_WORK TO DO_:
Rewrite the entries from the line that contains "of the green" through the end of the entries, both ends included and requests kept. In each answer, multiply every coordinate by 2.1 and round the result to a whole number, with halves rounded up.

-- begin INFORMATION GIVEN --

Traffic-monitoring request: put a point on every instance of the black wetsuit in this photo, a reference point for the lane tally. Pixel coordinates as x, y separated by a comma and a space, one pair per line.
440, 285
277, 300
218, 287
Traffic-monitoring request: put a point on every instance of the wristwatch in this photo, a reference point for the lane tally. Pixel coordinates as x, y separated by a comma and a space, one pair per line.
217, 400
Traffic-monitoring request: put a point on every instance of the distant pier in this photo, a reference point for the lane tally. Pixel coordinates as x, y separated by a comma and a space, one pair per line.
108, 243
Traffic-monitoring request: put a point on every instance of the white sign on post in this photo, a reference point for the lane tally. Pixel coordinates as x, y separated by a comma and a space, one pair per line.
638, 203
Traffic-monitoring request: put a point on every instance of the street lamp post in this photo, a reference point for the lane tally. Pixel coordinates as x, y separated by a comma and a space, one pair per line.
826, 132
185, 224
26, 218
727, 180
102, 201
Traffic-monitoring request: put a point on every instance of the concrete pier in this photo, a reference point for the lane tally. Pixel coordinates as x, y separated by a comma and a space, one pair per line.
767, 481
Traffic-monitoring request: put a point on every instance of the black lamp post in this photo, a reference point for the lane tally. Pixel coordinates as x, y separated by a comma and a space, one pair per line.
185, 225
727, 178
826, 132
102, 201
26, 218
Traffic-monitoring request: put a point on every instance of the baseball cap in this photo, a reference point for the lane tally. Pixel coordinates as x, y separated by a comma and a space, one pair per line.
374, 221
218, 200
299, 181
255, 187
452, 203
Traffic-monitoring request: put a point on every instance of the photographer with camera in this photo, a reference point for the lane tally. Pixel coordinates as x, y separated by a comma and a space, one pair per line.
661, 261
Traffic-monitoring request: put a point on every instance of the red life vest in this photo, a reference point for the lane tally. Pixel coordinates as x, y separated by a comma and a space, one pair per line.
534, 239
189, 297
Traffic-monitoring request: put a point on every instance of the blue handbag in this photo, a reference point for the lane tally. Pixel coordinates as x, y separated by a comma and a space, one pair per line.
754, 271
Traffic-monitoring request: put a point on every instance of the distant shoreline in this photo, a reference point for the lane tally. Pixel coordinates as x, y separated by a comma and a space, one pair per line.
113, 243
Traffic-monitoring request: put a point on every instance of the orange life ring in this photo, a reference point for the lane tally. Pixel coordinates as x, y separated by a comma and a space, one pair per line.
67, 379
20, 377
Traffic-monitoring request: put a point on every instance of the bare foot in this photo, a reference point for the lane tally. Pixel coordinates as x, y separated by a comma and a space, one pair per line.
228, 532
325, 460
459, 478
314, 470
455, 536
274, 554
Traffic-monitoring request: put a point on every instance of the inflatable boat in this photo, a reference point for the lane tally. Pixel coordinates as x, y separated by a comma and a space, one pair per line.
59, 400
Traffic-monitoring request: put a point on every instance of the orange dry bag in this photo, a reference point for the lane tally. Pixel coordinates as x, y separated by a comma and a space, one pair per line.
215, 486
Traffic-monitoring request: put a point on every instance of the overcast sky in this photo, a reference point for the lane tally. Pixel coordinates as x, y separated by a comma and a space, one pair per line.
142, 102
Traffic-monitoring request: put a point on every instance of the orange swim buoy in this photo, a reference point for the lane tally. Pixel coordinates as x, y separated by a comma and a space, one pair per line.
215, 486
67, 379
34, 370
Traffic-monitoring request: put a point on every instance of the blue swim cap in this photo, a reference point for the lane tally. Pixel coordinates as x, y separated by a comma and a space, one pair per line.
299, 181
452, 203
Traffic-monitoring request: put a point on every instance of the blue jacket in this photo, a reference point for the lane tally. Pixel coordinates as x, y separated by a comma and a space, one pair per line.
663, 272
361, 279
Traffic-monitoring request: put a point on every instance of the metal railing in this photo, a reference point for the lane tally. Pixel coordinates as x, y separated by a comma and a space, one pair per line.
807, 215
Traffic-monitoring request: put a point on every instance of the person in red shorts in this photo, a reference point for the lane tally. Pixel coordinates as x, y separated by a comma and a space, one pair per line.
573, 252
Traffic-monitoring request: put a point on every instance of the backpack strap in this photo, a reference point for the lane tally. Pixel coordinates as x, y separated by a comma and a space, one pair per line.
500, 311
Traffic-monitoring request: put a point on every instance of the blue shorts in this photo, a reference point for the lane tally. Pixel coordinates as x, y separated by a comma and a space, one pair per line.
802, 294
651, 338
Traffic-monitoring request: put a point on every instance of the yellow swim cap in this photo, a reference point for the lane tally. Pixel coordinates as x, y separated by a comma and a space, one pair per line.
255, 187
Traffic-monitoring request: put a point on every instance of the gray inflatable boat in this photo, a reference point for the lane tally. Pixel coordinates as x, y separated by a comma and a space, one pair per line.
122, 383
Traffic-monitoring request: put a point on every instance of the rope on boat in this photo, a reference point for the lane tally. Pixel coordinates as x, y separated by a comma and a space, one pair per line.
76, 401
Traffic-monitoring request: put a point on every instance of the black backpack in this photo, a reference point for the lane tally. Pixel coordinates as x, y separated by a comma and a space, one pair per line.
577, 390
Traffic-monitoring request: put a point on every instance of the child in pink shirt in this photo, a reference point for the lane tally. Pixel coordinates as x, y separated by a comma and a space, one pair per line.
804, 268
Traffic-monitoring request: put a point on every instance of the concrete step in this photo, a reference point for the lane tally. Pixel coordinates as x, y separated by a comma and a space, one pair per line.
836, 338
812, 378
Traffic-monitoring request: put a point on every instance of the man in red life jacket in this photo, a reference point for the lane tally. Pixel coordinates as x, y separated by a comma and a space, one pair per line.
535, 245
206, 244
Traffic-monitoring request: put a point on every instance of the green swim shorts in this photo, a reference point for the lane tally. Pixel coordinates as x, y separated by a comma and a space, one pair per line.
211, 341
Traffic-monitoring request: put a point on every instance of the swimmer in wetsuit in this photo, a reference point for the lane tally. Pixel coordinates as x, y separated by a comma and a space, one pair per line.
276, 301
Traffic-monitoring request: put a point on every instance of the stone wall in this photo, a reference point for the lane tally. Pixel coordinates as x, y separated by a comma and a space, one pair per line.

-- end INFORMATION GIVEN --

_CORRECT RESULT_:
Traffic-monitoring request: put a point on every instance of the green swim shorts in this photo, a reference point for the lane tally. Pixel coordinates as x, y separated by a comma and a space, one pair per line.
443, 716
Traffic-monitoring request: put a point on every instance of the swimmer in wetsuit in this photo, a reference point for the lane tally. Pixel coordinates as x, y separated by a comma and a space, one pair per line.
580, 632
Traffic-monitoring request: put a point on every instance of the stone wall in this photo, a reference point for the lane tally. Pixel coordinates as x, y separated by a comma and a space, one pair per line.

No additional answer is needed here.